● Referring expression pointing data
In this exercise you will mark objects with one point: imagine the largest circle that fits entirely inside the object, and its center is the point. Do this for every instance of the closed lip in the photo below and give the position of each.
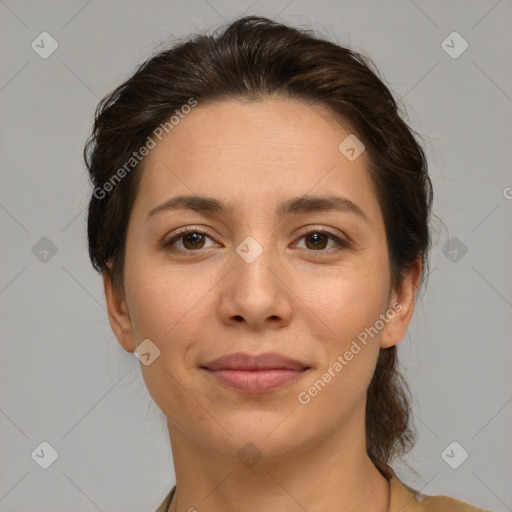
(247, 362)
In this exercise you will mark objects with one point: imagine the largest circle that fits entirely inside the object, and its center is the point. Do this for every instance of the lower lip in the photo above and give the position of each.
(257, 381)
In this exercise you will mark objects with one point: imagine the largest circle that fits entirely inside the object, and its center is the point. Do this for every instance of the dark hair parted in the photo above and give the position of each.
(254, 58)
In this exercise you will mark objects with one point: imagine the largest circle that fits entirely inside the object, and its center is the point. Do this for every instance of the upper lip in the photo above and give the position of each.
(266, 361)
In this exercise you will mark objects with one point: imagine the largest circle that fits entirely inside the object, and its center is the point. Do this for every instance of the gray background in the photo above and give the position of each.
(65, 380)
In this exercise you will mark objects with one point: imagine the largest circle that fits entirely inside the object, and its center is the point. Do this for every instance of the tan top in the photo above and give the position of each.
(402, 499)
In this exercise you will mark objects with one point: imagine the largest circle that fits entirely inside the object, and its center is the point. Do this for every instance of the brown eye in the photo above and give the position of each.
(318, 240)
(191, 240)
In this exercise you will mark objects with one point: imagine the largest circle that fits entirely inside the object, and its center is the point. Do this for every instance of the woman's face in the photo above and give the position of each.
(262, 272)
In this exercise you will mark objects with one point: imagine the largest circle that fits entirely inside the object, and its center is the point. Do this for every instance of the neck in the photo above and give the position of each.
(331, 474)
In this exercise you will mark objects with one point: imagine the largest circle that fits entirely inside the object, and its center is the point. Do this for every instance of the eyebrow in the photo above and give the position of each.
(297, 205)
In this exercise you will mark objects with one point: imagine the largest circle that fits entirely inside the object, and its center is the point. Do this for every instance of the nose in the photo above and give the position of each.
(255, 291)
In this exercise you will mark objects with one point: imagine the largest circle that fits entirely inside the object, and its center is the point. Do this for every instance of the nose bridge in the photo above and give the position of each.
(254, 257)
(254, 291)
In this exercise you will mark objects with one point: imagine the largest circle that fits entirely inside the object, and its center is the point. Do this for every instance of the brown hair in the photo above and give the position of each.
(253, 58)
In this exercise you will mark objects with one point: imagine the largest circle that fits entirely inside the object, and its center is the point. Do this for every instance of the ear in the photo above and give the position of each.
(118, 314)
(402, 304)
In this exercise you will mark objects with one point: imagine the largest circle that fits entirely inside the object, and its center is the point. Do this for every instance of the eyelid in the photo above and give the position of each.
(342, 241)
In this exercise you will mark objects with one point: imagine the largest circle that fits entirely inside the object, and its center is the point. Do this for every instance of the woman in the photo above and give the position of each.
(260, 218)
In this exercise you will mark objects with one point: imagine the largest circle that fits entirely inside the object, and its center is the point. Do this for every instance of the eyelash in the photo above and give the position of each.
(168, 244)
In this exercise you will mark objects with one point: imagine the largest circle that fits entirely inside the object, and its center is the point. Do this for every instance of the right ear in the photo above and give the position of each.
(118, 314)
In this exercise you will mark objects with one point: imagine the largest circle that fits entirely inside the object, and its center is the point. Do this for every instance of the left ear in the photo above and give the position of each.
(402, 304)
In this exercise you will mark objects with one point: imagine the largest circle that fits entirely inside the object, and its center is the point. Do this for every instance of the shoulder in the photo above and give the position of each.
(405, 499)
(164, 507)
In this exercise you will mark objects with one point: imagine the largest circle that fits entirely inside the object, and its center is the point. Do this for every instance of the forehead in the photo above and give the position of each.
(253, 150)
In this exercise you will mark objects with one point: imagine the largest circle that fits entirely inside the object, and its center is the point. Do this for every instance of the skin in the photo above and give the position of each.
(308, 304)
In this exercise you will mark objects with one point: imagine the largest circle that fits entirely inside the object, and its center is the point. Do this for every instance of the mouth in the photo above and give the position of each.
(255, 374)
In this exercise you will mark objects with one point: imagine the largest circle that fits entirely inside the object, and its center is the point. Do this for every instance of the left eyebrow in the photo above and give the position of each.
(297, 205)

● Activity
The pictures in the data should be omitted, and every remaining line set down exactly.

● Output of the task
In this exercise you will mark objects with one point: imagine the largest circle that fits entirely inside the object, and its center is the point. Do this for every instance of the closed lip in the photo below and give the position of each.
(247, 362)
In this exercise you will mark objects with one point: imagine the largest circle that fits entirely inside the object, and its center is the point. Do this for every instance of the lower lip in the photo above and give the position of each.
(257, 381)
In this exercise you will mark objects with one point: imagine the largest circle that fits entirely inside the object, and its center is the point. Do this for every instance of the dark hair parted in the photo above and give the position of each.
(254, 58)
In this exercise you will mark objects with one point: imagine the largest circle that fits entirely inside the object, and its center is the point. Do this for every instance of the upper lip in the photo above and give the position of each.
(266, 361)
In this exercise you will mark objects with one point: imagine the largest circle that fits entirely inside the object, and its center is the point. Do this for every instance of the gray background in the photo above and give the position of each.
(65, 380)
In this exercise you will mark objects with one point: imagine the largest circle that fits entirely inside the object, and its center is the point. Do this for every instance of the tan top in the photo above and give the position of each.
(402, 499)
In this exercise you will mark objects with one point: imagine the largest circle that fits entirely inside the object, and its center is the point. Do this for every instance of the brown eye in the photo above and give the position of each.
(318, 240)
(191, 240)
In this exercise you will mark objects with one point: imagine the largest circle that fits entirely inside the object, and its center is the point. Do this for every instance of the woman's face in the photo above and give the position of each.
(262, 272)
In this exercise you will mark objects with one point: imagine the largest circle that fits entirely inside the object, and its center is the point. Do this for every instance of the neck in the photo above and give the position of each.
(331, 474)
In this exercise you will mark objects with one point: imagine the largest circle that fits entirely inside the object, and its center is the point. Do this for every instance of the eyebrow in the photo above and give the position of each.
(297, 205)
In this exercise you will mark objects with one point: imagine the largest circle that fits entirely inside the object, and its center is the point. Do this for every instance of the nose in the photo above and give the position of each.
(255, 291)
In this exercise you will mark objects with one point: imagine the largest circle that fits entirely inside the object, and its center is the point. Do this for every instance of the nose bridge in the photo above and give the position of each.
(254, 257)
(254, 291)
In this exercise you will mark objects with one point: imagine the largest circle that fits entirely inside the object, and its center is the point. Do this for every instance of the brown hair in the photo above and give the position of each.
(253, 58)
In this exercise you will mark objects with one point: imagine the largest circle that fits entirely inside the object, and its center is the point. Do this for every instance of the ear in the photo above and give the position of each.
(118, 314)
(402, 304)
In this exercise you will mark objects with one point: imagine the largest circle that fits entirely inside the object, and its center is the point. Do this for every instance of the eyelid in the photo above and give the position of each.
(342, 241)
In this exercise you will mark objects with one point: imagine the largest circle that fits entirely inside the object, and its center is the point. Do this for every instance of the woman in the photo above and give the position of each.
(260, 218)
In this exercise you will mark objects with one point: imagine the largest circle that fits entirely inside the object, and its center is the point. Do this for every instance of the eyelash in the photo above and give the position of each.
(168, 244)
In this exercise you will mark objects with one point: imagine the largest circle that fits entirely inside the object, and its center is the point. Do this for every instance of the right ear in the photo above and give the position of each.
(118, 314)
In this exercise you will mark objects with one point: imagine the largest circle that fits entirely inside the object, and its center is the point. Do this for every instance of the left ear in the photo above and give the position of each.
(402, 304)
In this exercise you will mark objects with one point: imagine the largest circle that fits entirely inside the object, and its center is the point. Do this for every instance of the shoulder in the photo above and give the position of each.
(405, 499)
(164, 507)
In this exercise you will mark objects with one point: imagine the largest circle that fits entirely inside the object, and its center is the point. Do this for every instance of the forehead in the photo above and give the position of each.
(253, 150)
In this exercise you will mark objects with one point: imagine the largest circle that fits entirely inside the object, and its center is the point. Do this for every instance of the skin in the photo above and give the position of each.
(308, 304)
In this exercise you will mark objects with one point: imagine the largest circle that fits entirely inside the object, and its center is the point. Do this for every instance of the mouth in the photo above and give the position of each.
(255, 374)
In this exercise you will mark objects with one point: imagine the largest circle that fits entirely inside the object, and its center is the point. Do this for every instance of the left eyebrow in the photo above and give the position of each.
(297, 205)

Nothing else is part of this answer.